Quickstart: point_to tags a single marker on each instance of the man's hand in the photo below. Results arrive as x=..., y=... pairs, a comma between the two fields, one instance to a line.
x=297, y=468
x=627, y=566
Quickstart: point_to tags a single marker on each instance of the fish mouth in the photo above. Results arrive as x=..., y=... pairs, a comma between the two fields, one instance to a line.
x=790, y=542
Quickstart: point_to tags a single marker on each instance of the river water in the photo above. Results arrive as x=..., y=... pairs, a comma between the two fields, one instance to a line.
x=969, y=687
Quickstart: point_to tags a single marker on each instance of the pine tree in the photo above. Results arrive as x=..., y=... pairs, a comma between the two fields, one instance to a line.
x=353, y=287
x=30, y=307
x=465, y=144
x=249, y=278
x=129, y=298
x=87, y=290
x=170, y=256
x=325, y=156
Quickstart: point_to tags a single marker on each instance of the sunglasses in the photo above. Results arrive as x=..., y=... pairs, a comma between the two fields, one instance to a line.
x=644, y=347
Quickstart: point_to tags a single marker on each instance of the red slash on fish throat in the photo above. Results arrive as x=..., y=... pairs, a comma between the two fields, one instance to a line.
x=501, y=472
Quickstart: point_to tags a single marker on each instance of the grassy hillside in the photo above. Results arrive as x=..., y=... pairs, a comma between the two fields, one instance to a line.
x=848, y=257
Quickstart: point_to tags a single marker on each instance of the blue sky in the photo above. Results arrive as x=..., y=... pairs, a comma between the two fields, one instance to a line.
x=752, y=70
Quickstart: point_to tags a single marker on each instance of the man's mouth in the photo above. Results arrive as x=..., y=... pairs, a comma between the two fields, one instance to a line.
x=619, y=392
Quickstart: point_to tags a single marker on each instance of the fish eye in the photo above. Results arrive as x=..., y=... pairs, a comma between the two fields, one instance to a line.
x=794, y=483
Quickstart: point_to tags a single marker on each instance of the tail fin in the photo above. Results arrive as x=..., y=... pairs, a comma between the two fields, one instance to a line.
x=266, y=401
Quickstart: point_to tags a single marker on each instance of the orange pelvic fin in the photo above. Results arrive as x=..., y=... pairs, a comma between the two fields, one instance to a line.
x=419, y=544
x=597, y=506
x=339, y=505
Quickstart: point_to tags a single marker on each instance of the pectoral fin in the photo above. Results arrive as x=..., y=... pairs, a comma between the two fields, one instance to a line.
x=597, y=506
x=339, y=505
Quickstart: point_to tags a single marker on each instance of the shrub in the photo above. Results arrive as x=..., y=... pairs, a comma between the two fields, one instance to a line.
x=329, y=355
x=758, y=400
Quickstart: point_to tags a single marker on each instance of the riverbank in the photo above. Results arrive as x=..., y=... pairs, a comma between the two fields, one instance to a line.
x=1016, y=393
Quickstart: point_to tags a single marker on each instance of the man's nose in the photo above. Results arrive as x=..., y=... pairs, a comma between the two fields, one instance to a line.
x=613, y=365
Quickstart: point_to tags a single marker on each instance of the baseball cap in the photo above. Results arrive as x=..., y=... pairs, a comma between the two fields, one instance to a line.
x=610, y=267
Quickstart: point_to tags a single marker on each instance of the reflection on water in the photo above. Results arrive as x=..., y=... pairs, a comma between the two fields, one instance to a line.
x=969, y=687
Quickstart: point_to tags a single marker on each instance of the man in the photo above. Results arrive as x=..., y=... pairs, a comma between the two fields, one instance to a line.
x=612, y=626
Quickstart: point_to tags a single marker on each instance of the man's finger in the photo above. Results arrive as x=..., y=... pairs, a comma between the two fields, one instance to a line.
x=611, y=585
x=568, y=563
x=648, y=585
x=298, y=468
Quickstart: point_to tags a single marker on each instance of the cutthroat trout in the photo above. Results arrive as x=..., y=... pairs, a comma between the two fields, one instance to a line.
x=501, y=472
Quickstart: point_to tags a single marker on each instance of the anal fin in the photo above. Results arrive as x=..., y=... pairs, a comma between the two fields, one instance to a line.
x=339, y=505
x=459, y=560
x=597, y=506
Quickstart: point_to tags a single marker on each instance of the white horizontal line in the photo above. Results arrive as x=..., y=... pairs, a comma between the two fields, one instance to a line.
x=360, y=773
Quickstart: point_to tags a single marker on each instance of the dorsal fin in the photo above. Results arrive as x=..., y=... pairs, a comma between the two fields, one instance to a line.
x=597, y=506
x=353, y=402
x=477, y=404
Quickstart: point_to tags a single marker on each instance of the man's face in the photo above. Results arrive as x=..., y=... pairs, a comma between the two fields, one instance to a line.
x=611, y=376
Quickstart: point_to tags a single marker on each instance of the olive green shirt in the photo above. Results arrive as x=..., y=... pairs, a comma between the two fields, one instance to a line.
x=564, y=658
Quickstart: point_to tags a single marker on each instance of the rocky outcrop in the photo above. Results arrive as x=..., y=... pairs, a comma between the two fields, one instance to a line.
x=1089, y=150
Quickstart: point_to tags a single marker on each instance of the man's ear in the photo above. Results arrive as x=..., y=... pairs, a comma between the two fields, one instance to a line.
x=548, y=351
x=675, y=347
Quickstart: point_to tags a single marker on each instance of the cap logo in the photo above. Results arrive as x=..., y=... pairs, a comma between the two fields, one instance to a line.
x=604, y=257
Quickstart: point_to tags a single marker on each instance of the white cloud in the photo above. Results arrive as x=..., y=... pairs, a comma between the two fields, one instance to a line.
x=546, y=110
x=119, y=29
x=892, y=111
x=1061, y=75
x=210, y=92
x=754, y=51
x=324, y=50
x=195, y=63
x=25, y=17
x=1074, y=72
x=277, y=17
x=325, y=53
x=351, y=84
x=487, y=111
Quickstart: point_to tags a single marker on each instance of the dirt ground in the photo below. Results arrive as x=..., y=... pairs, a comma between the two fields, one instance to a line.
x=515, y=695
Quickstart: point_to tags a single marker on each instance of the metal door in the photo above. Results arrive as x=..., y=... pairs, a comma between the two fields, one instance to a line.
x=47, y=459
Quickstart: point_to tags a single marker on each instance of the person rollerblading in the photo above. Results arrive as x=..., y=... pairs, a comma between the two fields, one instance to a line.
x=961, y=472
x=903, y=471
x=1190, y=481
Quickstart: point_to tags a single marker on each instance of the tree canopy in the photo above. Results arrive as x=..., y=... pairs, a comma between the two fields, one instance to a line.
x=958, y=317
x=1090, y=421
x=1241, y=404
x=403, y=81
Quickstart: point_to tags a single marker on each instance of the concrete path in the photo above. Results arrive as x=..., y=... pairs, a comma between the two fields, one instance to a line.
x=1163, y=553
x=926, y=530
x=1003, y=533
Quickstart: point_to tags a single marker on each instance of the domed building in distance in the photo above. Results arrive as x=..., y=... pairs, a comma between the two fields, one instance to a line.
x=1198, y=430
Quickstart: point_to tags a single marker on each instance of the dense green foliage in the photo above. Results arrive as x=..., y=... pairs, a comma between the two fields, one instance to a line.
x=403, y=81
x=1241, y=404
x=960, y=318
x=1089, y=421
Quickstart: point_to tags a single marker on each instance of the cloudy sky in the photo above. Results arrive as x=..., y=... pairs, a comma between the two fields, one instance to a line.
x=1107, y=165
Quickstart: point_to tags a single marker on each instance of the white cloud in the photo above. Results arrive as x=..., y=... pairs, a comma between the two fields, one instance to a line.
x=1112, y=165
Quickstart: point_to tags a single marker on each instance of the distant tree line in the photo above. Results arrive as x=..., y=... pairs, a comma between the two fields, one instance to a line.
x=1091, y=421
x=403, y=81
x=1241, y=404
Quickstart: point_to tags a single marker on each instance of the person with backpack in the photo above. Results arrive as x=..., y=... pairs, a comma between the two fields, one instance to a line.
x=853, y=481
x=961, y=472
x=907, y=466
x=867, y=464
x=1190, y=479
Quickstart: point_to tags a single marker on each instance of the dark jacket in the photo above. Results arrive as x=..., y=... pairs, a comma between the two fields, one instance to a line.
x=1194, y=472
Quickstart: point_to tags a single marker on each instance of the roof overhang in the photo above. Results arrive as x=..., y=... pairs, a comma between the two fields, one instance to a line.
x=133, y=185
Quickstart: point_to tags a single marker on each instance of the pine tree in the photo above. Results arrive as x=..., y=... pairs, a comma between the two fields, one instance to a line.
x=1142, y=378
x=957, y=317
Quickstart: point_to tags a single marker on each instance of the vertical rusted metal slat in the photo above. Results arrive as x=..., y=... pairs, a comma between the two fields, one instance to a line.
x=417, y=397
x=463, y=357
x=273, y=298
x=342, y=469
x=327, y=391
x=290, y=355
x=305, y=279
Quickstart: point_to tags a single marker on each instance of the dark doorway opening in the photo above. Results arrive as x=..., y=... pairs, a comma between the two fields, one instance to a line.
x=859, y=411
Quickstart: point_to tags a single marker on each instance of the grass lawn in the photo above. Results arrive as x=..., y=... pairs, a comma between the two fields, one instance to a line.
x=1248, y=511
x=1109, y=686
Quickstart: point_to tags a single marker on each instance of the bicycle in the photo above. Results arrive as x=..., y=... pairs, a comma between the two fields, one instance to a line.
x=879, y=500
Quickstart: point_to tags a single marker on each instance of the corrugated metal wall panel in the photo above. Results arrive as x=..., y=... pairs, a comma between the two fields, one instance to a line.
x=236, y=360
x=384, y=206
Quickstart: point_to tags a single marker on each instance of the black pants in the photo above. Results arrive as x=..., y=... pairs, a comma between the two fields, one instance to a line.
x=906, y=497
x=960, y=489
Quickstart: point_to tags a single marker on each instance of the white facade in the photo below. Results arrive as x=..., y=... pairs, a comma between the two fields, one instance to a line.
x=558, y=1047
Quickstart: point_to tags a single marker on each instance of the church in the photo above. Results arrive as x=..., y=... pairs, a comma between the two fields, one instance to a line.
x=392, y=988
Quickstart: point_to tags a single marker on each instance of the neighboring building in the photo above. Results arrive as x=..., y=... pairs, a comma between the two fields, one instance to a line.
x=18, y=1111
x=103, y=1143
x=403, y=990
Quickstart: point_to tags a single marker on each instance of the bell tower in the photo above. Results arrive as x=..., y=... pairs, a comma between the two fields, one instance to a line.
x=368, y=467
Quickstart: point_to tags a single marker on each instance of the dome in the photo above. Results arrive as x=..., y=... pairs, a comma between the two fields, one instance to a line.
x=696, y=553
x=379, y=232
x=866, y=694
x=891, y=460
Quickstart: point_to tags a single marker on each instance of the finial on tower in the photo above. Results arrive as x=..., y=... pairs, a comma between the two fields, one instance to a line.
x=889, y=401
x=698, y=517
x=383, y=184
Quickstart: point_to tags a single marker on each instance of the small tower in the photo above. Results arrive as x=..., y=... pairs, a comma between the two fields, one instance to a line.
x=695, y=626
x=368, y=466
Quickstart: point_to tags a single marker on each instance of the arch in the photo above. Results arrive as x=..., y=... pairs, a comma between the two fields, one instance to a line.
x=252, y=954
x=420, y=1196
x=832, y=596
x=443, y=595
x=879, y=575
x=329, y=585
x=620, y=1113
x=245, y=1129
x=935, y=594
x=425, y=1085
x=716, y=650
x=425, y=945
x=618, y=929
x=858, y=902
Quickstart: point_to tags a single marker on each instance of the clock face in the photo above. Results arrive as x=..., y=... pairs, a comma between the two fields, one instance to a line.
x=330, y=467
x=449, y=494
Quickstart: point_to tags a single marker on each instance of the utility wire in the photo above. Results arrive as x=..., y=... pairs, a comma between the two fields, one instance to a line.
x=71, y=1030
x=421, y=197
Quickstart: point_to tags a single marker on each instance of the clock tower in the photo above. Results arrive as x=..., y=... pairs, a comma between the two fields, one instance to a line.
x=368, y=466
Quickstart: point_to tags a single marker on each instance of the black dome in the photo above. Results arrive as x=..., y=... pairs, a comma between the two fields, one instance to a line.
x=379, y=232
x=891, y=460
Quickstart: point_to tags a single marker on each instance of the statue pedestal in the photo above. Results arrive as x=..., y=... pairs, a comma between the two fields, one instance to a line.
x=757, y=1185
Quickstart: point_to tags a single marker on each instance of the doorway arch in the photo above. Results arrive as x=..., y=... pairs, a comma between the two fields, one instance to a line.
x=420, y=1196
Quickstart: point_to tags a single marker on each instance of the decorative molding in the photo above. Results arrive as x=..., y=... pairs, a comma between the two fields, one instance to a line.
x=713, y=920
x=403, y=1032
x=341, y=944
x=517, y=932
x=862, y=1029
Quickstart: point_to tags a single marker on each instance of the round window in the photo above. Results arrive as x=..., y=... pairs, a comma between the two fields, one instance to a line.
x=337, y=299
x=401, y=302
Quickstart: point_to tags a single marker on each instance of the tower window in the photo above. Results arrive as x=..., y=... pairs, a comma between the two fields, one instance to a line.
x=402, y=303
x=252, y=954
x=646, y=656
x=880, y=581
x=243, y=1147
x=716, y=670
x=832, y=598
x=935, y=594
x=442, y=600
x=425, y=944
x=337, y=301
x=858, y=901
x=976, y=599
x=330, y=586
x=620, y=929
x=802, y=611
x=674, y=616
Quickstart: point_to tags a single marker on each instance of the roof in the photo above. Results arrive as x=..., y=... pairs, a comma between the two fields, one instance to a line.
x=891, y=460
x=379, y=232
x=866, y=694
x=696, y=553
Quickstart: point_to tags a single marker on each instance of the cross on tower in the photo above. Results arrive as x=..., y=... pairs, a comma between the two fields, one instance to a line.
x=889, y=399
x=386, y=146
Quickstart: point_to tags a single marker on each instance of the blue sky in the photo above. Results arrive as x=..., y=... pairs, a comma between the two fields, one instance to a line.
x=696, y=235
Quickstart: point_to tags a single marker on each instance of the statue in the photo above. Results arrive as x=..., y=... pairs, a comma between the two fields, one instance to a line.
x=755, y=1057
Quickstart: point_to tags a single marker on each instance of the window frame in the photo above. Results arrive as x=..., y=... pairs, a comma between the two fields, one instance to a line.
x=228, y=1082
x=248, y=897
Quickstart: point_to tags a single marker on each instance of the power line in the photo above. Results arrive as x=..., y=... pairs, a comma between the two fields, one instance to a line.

## Objective
Copy verbatim the part of the records above that opens with the line containing "of the dirt" and closes with the line containing "x=515, y=695", with both of those lines included.

## The response
Quickstart: point_to tags a single marker on each instance of the dirt ground in the photo below. Results arrive as x=..., y=... pairs, a comma between the two fields, one instance to a line.
x=515, y=695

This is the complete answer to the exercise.